┌─ 제공된 정보

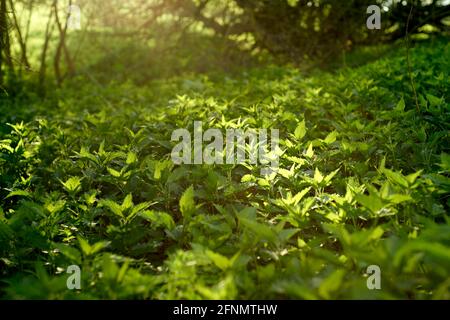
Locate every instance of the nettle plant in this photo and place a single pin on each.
(362, 179)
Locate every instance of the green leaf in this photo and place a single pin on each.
(400, 105)
(72, 253)
(300, 131)
(187, 203)
(331, 137)
(20, 193)
(72, 185)
(318, 177)
(111, 205)
(158, 218)
(219, 260)
(372, 202)
(310, 152)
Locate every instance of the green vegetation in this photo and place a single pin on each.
(364, 180)
(87, 179)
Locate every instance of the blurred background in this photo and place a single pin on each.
(49, 41)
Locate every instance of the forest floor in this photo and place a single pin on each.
(88, 180)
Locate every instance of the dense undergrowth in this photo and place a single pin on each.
(364, 180)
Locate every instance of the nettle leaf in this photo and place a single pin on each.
(300, 131)
(372, 202)
(310, 152)
(318, 177)
(434, 101)
(127, 202)
(138, 208)
(88, 249)
(70, 252)
(158, 219)
(331, 137)
(20, 193)
(114, 172)
(187, 203)
(113, 206)
(219, 260)
(396, 177)
(400, 105)
(131, 158)
(72, 185)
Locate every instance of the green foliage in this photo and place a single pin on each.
(363, 180)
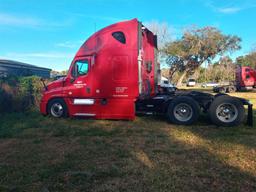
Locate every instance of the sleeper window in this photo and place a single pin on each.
(119, 36)
(81, 67)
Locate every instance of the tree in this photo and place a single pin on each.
(197, 46)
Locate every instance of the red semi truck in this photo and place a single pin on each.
(115, 75)
(245, 81)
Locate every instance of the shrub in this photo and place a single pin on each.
(18, 94)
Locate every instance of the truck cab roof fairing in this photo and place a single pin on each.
(102, 39)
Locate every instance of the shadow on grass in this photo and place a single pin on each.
(144, 155)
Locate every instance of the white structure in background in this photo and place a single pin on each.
(165, 83)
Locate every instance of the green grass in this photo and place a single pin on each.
(40, 153)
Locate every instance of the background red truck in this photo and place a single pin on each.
(245, 81)
(115, 75)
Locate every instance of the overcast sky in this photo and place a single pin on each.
(48, 33)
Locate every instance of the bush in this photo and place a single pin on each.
(18, 94)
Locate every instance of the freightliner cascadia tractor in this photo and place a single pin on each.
(115, 75)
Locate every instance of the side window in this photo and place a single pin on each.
(119, 36)
(80, 68)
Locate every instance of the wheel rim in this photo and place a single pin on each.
(183, 112)
(57, 110)
(227, 112)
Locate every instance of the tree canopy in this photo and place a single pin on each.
(196, 46)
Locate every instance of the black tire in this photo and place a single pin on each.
(174, 113)
(57, 108)
(226, 111)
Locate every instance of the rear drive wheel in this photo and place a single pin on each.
(183, 111)
(57, 108)
(226, 111)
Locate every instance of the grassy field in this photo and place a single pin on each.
(43, 154)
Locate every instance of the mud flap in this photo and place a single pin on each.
(250, 115)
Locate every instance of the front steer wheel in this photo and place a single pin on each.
(226, 111)
(57, 108)
(183, 111)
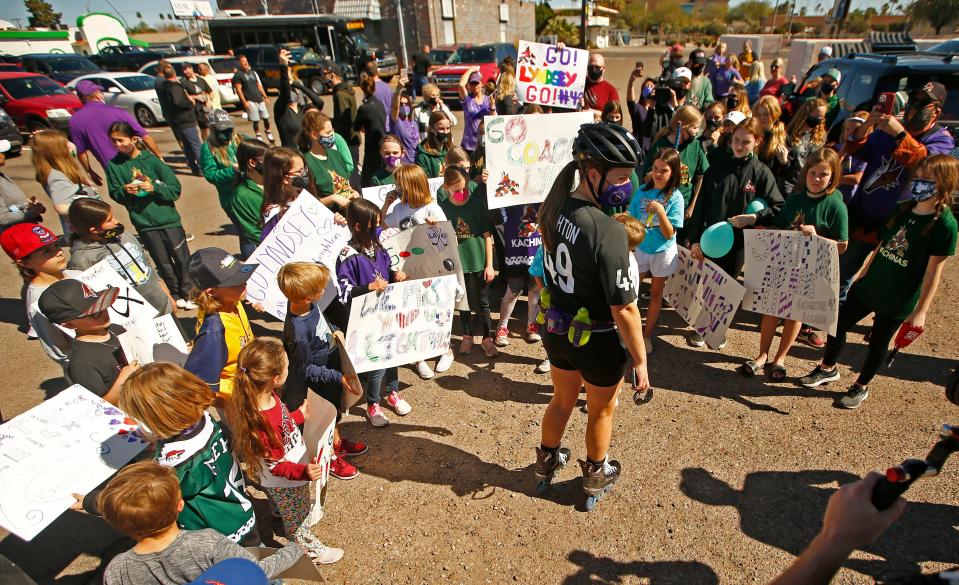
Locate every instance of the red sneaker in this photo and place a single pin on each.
(350, 448)
(340, 468)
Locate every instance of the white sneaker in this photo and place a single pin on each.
(424, 371)
(445, 362)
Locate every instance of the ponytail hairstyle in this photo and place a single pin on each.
(262, 363)
(944, 170)
(777, 134)
(823, 155)
(798, 126)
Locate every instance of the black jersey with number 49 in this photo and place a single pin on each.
(589, 266)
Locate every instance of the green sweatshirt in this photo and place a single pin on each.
(148, 210)
(218, 174)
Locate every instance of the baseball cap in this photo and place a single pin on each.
(70, 299)
(933, 90)
(86, 88)
(220, 120)
(736, 117)
(213, 267)
(22, 239)
(232, 572)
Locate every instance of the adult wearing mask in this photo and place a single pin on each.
(598, 90)
(891, 149)
(182, 119)
(90, 129)
(701, 88)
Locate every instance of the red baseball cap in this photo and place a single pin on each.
(23, 239)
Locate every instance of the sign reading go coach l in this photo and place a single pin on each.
(525, 153)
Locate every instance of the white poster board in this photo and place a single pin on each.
(524, 154)
(407, 322)
(425, 251)
(158, 340)
(130, 307)
(68, 444)
(305, 233)
(793, 276)
(704, 296)
(378, 194)
(551, 76)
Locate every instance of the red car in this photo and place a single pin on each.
(36, 102)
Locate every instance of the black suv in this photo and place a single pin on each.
(866, 75)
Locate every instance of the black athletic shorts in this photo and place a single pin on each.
(602, 361)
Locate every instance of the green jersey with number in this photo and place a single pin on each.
(210, 479)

└─

작업 지시:
위의 줄 전체를 입력과 출력 두 열로 된 CSV로 다시 써 주시겠어요? 각 문장마다 한 행을 만들되, 그 문장은 입력 열에, 뒤따르는 좌표는 출력 열에 넣어 주세요. 두 값은 각각 큰따옴표로 감싼 한 칸에 담고, 줄바꿈은 공백으로 바꾸고, 사진 표시 줄은 결과에서 빼 주세요.

아래 답변:
입력,출력
"Locate every instance of the nettle plant in this photo and place a single pin on each.","(362, 179)"
"Locate every instance of the green leaf in this photo and place a single pin on each.","(400, 105) (72, 253) (300, 131) (187, 203) (331, 137) (20, 193) (72, 185) (318, 177) (111, 205) (158, 218) (219, 260) (372, 202) (310, 152)"
"Locate every instance of the green vegetation in this photo and place a single pin on each.","(364, 180) (87, 179)"
"Locate every instance of the blurred background in this photo and place a single pin on each.","(49, 41)"
"Locate every instance of the forest floor in this photo and place a single pin on each.","(88, 180)"
"Locate every instance of the dense undergrowth in this photo and place a single pin on each.","(364, 180)"
"Locate every instance of the nettle leaf in this photo and place a single pin on each.","(300, 131) (372, 202) (310, 152) (318, 177) (434, 101) (127, 202) (138, 208) (88, 249) (70, 252) (158, 219) (331, 137) (20, 193) (114, 172) (187, 203) (113, 206) (219, 260) (396, 177) (400, 105) (131, 158) (72, 185)"
"Locate every instance of the green foliage in this photo and place a single pin on each.","(363, 180)"
"Locate every instance of the sleeper window in this photo and place a single pin on each.","(119, 36) (81, 67)"
"Locate every instance of the tree in this photo and place a single pin on each.","(197, 46)"
"Locate every instance of the red semi truck in this photo and place a single pin on each.","(115, 75) (245, 81)"
"Locate every instance of the shrub in this photo and place a single pin on each.","(18, 94)"
"Locate every instance of the truck cab roof fairing in this photo and place a single pin on each.","(102, 39)"
"Locate every instance of the shadow on grass in this photo and place a single pin on each.","(144, 155)"
"Locate every instance of the white structure in background in this photo and place a single pin on each.","(165, 83)"
"Locate every instance of the green grass in this photo and place a single pin on each.","(40, 153)"
"Locate every instance of the background red truck in this photo and place a single pin on each.","(245, 81) (115, 75)"
"Locate every instance of the overcast sky in this photo and place a single pin on each.","(48, 33)"
"Locate every instance of the bush in this photo and place a single pin on each.","(18, 94)"
"Locate every instance of the freightliner cascadia tractor in this photo and place a single pin on each.","(115, 75)"
"Locate every instance of the side window in this photo and place a single pin on each.","(119, 36) (80, 68)"
"Locate every instance of the wheel rim in this photo and place a single pin on each.","(183, 112) (57, 110) (227, 112)"
"Locate every instance of the tree canopy in this photo and place a single pin on each.","(196, 46)"
"Locate every instance of the black tire in this photo and place a single pin on each.","(174, 113) (57, 108) (226, 111)"
"Locate every instance of the rear drive wheel in this photo and place a single pin on each.","(183, 111) (57, 108) (226, 111)"
"Locate every instance of the grassy field in this photo and place a single pin on each.","(43, 154)"
"Locate every instance of the mud flap in this photo and place a single pin on each.","(250, 115)"
"Locate every instance of the front steer wheel in this photo and place a single pin on each.","(226, 111) (57, 108) (183, 111)"
"Locate every instance of the red sneaker in this photo and place a single pin on each.","(350, 448) (340, 468)"
"Locate every instance of the white sneaker in this photo and place a single pin on each.","(424, 371) (445, 362)"
"Locate every instance of the ponytail hairstyle in this photo and place a single pin on each.","(262, 363) (944, 170) (777, 134) (823, 155) (798, 126)"
"Locate every instance of the black jersey with number 49 in this photo and place a single pin on each.","(589, 266)"
"Locate every instance of the green sweatshirt in this photo and place a single pin on each.","(148, 210) (218, 174)"
"Locate every instance of the baseball cap in this photo and place a single pin on each.","(70, 299) (933, 90) (86, 88) (220, 120) (736, 117) (213, 267) (22, 239) (232, 572)"
"Locate every instance of the adult wearing mask in this photo and place a single pin on each.","(598, 90) (891, 149) (182, 119) (90, 129) (701, 88)"
"Locate every instance of the red baseball cap in this photo and place a single pin on each.","(23, 239)"
"Locate every instance of the sign reading go coach l in this photo and place a single pin on each.","(525, 153)"
"Locate every instance of the white poster board in this photo and place a single pin on each.","(524, 154) (407, 322) (425, 251) (158, 340) (130, 307) (68, 444) (305, 233) (793, 276) (704, 296) (378, 194) (551, 76)"
"Locate every instance of the red car in this photo and place a single pin on each.","(36, 102)"
"Locate every instance of the black suv in this photo and place a single pin on each.","(866, 75)"
"Locate every instance of the black athletic shorts in this photo and place a single pin on each.","(602, 361)"
"Locate every instance of the green jersey with number in this photo and place a single pin on each.","(210, 479)"